Page text:
☆ ☆ ☆ ☆ ☆

Lord and Lady Ossory were recorded as living at 19 Gloucester Place, St Marylebone, London in 1920.

Lady Ormonde's mother, Lady Rosamond Spencer-Churchill was the daughter of John Spencer-Churchill, 7th Duke of Marlborough, the aunt of Charles Spencer-Churchill, 9th Duke of Marlborough (who was married to the most famous of the American 'Dollar Princesses', Consuelo Vanderbilt) and the sister of Lord Randolph Churchill, father of British Prime Minister Winston Churchill. Lady Ormonde was therefore the first cousin of Winston Churchill.

Lady Moyra married, firstly, Charles Weld-Forester (who was the son of Major Hon. Edric Weld-Forester (who in turn was the son of the 5th Baron Forester of Willey Park) and Lady Victoria Wynn-Carington (who was the daughter of the 1st Marquess of Lincolnshire and a Lady-in-Waiting to Mary of Teck) on 20 April 1940. They had one son, Piers Edric Weld-Forester. The couple were divorced in 1948, and on 3 August of the same year, she married Count Guy Jacques van den Steen de Jehay, a Belgian nobleman.

☆ ☆ ☆ ☆ ☆

Stored data:

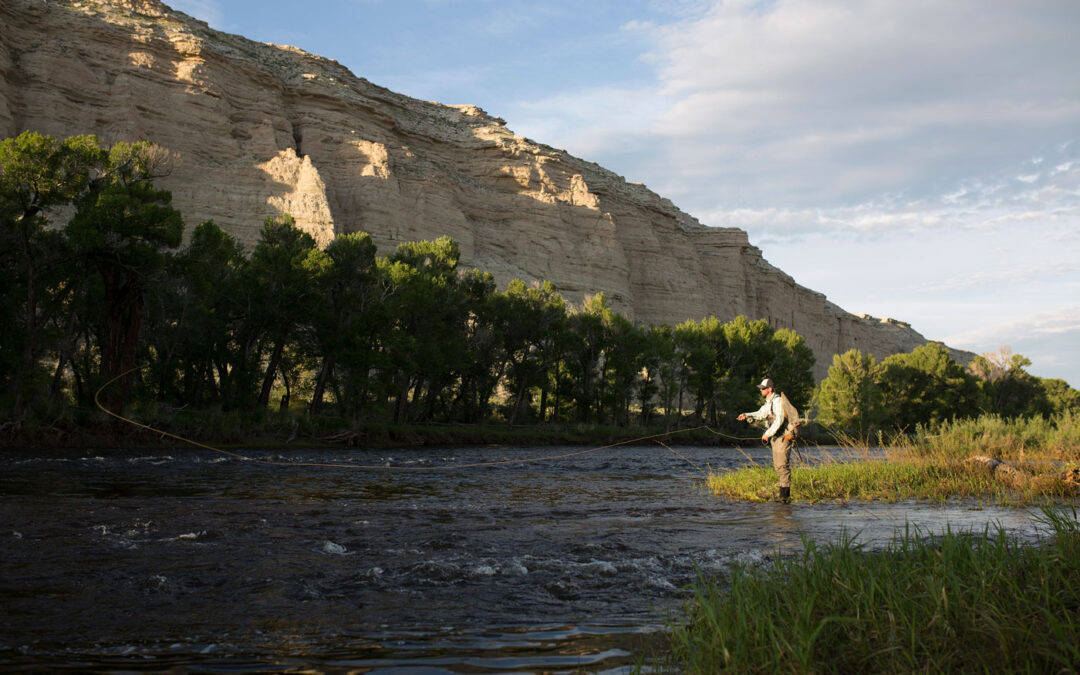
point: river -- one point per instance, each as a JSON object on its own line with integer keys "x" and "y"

☆ ☆ ☆ ☆ ☆

Aim of the task:
Reproduce the Ormonde family passage verbatim, from "Lady Moyra married, firstly, Charles" up to and including "a Belgian nobleman.".

Response below:
Lady Moyra married, firstly, Charles Weld-Forester (who was the son of Major Hon. Edric Weld-Forester (who in turn was the son of the 5th Baron Forester of Willey Park) and Lady Victoria Wynn-Carington (who was the daughter of the 1st Marquess of Lincolnshire and a Lady-in-Waiting to Mary of Teck) on 20 April 1940. They had one son, Piers Edric Weld-Forester. The couple were divorced in 1948, and on 3 August of the same year, she married Count Guy Jacques van den Steen de Jehay, a Belgian nobleman.